**Exercise:** Return every line in the records below that contains the string "shirt". Case counts.
────────────────────
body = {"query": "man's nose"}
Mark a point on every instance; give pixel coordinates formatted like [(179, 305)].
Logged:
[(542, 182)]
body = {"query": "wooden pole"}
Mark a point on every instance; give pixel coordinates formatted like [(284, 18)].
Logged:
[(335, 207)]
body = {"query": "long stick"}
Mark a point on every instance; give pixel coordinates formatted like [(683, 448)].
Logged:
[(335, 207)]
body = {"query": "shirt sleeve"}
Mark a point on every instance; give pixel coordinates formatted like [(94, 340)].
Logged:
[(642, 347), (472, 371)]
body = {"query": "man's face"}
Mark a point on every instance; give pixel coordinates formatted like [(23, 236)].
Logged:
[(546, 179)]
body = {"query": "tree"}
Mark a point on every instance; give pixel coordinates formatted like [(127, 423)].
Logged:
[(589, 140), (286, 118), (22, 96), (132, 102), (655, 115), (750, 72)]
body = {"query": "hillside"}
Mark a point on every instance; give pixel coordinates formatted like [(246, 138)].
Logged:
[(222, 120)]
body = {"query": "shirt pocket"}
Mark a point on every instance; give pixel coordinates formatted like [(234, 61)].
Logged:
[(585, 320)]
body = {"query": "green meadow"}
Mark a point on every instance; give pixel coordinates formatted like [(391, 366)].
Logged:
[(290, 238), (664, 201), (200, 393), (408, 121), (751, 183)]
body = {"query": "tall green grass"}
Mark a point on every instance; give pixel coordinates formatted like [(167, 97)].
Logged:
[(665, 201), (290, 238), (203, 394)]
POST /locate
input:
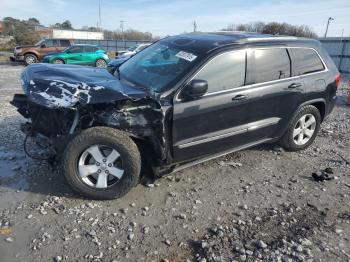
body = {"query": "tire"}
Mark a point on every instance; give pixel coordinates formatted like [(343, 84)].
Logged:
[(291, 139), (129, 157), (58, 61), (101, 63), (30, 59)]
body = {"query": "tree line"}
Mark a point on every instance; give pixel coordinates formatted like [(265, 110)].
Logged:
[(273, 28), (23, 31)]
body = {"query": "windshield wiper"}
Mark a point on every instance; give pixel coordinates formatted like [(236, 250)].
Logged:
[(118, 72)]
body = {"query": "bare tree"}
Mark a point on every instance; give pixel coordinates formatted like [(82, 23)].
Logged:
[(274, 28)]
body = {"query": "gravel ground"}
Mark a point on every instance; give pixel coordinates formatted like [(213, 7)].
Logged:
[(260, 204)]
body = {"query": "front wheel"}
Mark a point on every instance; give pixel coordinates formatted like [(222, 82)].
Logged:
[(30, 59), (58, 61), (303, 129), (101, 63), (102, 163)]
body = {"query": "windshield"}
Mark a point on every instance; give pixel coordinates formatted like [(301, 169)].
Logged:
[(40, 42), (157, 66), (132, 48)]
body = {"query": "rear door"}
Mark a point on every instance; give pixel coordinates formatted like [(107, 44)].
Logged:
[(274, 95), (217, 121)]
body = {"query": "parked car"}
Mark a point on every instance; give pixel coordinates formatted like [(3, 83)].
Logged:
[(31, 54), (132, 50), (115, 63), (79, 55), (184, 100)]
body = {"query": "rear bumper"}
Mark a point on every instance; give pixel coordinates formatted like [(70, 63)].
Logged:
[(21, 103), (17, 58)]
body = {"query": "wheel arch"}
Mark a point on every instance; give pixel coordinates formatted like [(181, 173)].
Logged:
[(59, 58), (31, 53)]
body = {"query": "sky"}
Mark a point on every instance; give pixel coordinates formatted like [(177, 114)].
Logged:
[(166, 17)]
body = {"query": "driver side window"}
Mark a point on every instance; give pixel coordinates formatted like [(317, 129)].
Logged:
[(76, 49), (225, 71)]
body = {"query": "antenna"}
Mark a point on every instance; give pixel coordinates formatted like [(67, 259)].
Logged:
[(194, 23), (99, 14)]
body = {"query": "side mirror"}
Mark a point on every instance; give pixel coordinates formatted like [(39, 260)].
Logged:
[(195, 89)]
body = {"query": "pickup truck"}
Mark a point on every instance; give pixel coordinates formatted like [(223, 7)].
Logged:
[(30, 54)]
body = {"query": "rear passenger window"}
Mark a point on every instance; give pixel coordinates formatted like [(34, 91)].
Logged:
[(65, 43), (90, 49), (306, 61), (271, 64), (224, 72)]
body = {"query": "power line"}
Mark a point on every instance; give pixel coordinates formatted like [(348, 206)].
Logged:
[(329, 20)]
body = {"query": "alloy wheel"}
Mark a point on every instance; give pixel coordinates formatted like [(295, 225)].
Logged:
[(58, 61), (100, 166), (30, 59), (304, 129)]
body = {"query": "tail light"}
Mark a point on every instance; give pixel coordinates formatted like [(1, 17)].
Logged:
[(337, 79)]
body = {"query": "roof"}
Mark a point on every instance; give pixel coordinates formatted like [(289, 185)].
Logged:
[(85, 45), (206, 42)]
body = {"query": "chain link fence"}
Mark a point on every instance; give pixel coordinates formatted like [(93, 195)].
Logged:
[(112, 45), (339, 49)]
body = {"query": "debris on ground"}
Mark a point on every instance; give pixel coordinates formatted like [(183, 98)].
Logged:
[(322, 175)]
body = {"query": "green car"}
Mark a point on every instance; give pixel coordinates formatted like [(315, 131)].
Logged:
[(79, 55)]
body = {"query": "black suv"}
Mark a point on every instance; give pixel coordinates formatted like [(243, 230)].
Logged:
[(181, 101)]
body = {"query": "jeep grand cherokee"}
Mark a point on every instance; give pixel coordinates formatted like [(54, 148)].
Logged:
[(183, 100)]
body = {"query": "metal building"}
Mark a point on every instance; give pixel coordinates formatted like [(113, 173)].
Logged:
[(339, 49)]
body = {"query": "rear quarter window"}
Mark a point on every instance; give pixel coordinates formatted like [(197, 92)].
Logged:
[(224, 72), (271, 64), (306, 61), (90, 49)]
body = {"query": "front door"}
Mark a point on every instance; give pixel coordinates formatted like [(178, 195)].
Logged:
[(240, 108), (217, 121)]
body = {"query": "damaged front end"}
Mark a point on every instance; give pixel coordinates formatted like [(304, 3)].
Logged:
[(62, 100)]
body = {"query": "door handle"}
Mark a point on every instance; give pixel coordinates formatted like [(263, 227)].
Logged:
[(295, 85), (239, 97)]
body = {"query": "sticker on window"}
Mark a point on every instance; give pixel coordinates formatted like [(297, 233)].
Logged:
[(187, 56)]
────────────────────
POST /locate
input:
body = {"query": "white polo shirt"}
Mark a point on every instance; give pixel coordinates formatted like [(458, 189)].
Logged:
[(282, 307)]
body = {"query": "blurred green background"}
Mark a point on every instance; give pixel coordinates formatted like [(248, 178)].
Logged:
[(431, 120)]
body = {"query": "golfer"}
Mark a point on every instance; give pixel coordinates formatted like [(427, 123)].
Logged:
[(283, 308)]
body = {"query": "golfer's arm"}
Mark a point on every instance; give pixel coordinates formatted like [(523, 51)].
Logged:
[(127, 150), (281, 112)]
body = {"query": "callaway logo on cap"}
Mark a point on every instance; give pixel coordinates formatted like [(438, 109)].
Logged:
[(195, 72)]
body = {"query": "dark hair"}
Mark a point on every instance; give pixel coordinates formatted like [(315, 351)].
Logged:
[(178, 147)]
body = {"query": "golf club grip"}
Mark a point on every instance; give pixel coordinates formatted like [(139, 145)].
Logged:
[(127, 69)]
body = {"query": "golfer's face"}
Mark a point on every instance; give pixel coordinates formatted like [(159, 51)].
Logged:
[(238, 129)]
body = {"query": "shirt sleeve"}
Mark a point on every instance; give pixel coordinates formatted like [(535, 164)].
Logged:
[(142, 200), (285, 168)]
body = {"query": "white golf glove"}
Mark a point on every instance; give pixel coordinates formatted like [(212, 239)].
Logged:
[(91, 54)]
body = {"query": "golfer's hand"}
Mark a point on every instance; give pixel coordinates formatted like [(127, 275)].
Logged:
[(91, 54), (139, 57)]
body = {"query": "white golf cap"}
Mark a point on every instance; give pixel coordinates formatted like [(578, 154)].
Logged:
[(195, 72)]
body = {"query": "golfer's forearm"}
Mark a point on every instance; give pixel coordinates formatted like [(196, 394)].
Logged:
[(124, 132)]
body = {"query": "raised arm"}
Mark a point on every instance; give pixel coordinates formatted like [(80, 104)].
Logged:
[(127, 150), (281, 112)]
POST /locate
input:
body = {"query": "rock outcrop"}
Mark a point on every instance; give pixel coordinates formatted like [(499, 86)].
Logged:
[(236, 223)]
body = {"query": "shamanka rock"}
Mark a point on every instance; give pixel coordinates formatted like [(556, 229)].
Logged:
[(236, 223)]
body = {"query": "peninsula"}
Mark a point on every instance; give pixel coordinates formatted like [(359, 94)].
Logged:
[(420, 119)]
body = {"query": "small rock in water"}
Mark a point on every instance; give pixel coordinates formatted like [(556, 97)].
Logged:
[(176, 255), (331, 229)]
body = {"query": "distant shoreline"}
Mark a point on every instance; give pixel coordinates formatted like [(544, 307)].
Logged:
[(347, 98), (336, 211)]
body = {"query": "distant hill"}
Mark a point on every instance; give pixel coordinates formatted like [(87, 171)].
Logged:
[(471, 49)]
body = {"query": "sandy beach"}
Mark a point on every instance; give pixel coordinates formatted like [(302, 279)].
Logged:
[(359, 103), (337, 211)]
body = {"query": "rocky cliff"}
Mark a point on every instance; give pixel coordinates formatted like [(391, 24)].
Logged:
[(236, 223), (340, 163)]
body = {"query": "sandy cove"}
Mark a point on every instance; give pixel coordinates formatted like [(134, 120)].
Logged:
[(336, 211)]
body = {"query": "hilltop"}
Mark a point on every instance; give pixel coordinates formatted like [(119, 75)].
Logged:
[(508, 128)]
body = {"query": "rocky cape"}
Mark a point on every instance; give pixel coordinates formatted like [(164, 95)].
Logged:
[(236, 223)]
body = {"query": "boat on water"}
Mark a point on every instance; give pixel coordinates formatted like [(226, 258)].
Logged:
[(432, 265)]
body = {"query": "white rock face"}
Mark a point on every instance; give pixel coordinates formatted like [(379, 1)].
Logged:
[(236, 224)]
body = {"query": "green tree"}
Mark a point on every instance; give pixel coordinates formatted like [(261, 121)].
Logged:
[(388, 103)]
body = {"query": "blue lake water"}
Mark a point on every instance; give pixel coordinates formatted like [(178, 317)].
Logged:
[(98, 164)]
────────────────────
**Result of the task:**
body = {"query": "shirt sleeve"}
body = {"query": "shirt pocket"}
body = {"query": "white polo shirt"}
body = {"query": "shirt sleeve"}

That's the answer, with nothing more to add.